Alıntı metin ->
Ekrem İmamoğlu büyük ve farklı bir zafer elde etti. Her ne kadar söz konusu zaferde – tıpkı 31 Mart’ta olduğu gibi – HDP oyları yadsınamayacak bir etken olmuşsa da, geçen seçime kıyasla kaydedilen 800 bin oy farkını esas olarak Türk milliyetçisi seçmenin davranışı tayin etmiştir. Başka bir deyişle İmamoğlu’na seçimi önemli ölçüde HDP oyları kazandırmış ve fakat farkı Türk milliyetçileri açmıştır.
Milliyetçi seçmen Binali Yıldırım’ın Diyarbakır’da kullandığı “Kürdistan” ve “Lazistan” ifadelerini, affedilemez “ekümenik” gafını, terörist başı Öcalan’ın mektubunun iktidar yanlısı medya aracılığıyla güzellemeler eşliğinde yayılmasını, aynı terörist başının kendini bilmez bir “akademisyen” tarafından “yerli ve millî” şeklinde takdim edilmesini, Osman Öcalan’ın devletin resmî televizyon kanalına çıkıp söyleşi vermesini ve cumhur ittifakının terörist başının çıkışını onaylamasını çok sarsıcı bir şekilde cezalandırdı.
Cumhur ittifakı “Kürtleri kazanacağım” derken, milliyetçilerin desteğinden oldu. Milliyetçi seçmen 31 Mart kampanyasında beka sorunuyla başlayıp 23 Haziran kampanyasında terörist başının mesajıyla sona eren karmaşık sürecin gelişim aşamalarını çözümlemekte zorlandı. Dahası, hem HDP’li seçmenler hem de milliyetçi seçmenler zekalarının küçümsenmesini yadırgadılar.
İstanbul seçimleri 16 Nisan referandumundan bu yana her geçen gün biraz daha belirginleşen bir sosyolojik dönüşüme de işaret etti. Referandum esnasındaki “Hayır” kampanyası çerçevesinde farklı platformda dolaylı yoldan yan yana gelmek zorunda kalan HDP’liler ile kentli milliyetçiler artık birbirlerinin aynı “cephedeki” varlıklarını kabul ediyor, bu varlığa en azından tahammül gösteriyorlar. Her iki kesim de şimdilik karşılıklı “görmezden gelme” politikasını benimsiyor ve uyguluyor. Gerçekten de bu nispeten yeni bir olgudur ve henüz oluşum safhasındadır. Mevzubahis dönüşümün önümüzdeki süreçte nasıl bir seyir izleyeceği ve pekişip pekişmeyeceği ise şimdilik meçhuldür. Fakat HDP’nin terörist Öcalan-Kandil-PKK teslisiyle olan bağlarını kesmeye çekimser davranmakta inat etmesi bu dönüşümün her an kesilebileceği ihtimalini de canlı tutuyor.

Alıştırmalar ->
(a) İstanbul seçimleriyle ilgili metinde geçen şu cümleyi İngilizceye çevirin: "Cumhur ittifakı “Kürtleri kazanacağım” derken, milliyetçilerin desteğinden oldu."
(b) İstanbul seçimleri üzerine yazılmış metni son cümlesinden sonra bir paragrafla sürdürün.
Sonraki malzemenin yukarıdaki metinle hiçbir ilgisi yoktur.

Veri bloğu ->

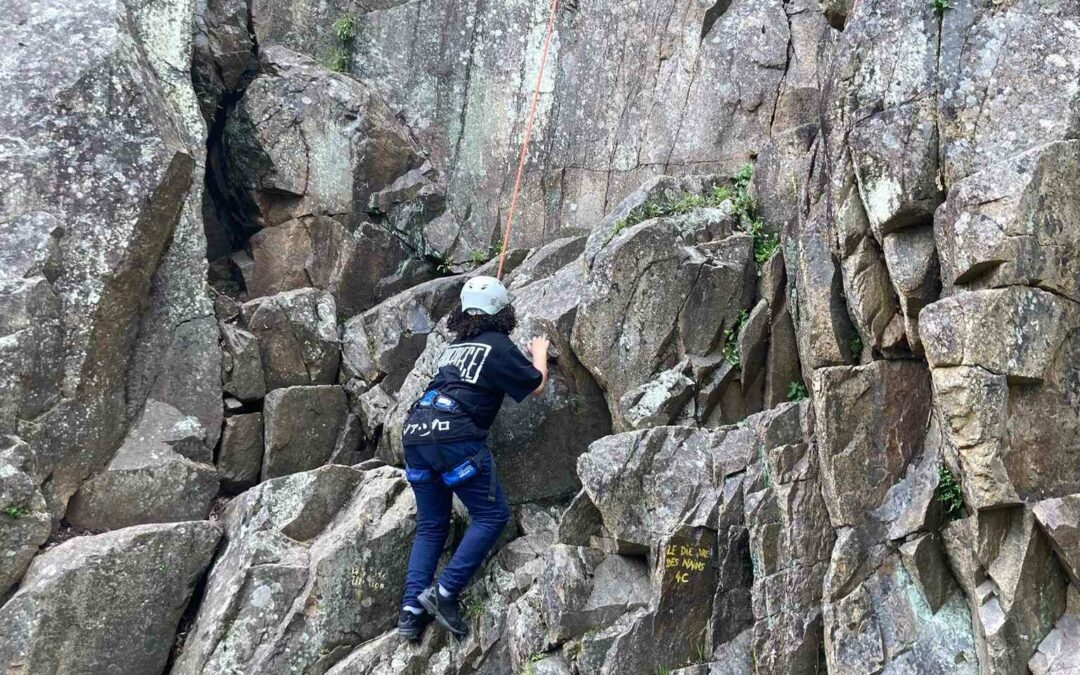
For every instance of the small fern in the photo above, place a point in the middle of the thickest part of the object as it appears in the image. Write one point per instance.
(949, 495)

Cevaplar ->
(a) While the People's Alliance was saying "I will win over the Kurds," it lost the support of the nationalists.

(b)
Her ne kadar büyük, farklı ve bence hak edilmiş bir zafer elde etmişse de, İmamoğlu’nun ayakları yere sağlam basmalıdır. Gerçekten de İmamoğlu önemli sayıda “emanet” oya sahiptir. Cumhur ittifakının kullandığı dil ve üsluptan, çizilen zikzaklardan, hayat pahalılığından, adaletsizlikten, kutuplaşmadan ve diğer bilumum toplumsal yahut kişisel sebeplerden dolayı sandıkta İmamoğlu’na yönelenlerin bizzat İmamoğlu’nun şahsına mı yoksa cumhur ittifakının, özellikle de AK Parti’nin karşısındaki en güçlü adaya mı teveccüh gösterdikleri hâlâ tartışmalıdır. Başka bir deyişle, İstanbul seçimleri özelinde cumhur ittifakının karşısında geniş tabanlı bir “mutabakat” oluşmuştur oluşmasına ancak söz konusu mutabakatın yalnızca İmamoğlu’nun şahsıyla açıklanmaya çalışılması fevkalade yanlış olacaktır.
İstanbul’da seçmen İmamoğlu’nda iyi bir “aracı” gördü. Ne için mi? Hoşnutsuzluğunu göstermek, tepkisini dile getirmek ve korku duvarlarını yıkmak için. İmamoğlu şanslı bir siyasetçidir ve siyasetteki “şans” faktörünü asla hor görmemek lazımdır. Örneğin Napolyon generallerini terfi ettirmeden evvel onların askerî kabiliyetleriyle birlikte şanslarını da araştırır, soruştururmuş. İmamoğlu doğru zamanda, doğru yerdeydi. Tarzı, söylemi ve genel tavrıyla farklı eğilimlerden insanlara hitap edebildi.
Ne var ki İmamoğlu için asıl imtihan şimdi başlıyor. Bence İmamoğlu’nun en büyük sınavı İstanbul Büyükşehir Belediye Başkanı olduğunu unutmamak olacaktır. Şayet İmamoğlu bazı danışmanlarının coşkun heveslelerine karşı koyamaz ve belediye başkanlığını 2023 yılındaki (o da erken seçim olmazsa!) Cumhurbaşkanlığı adaylığına yönelik bir “sürekli kampanya”ya evirirse herkes kaybeder.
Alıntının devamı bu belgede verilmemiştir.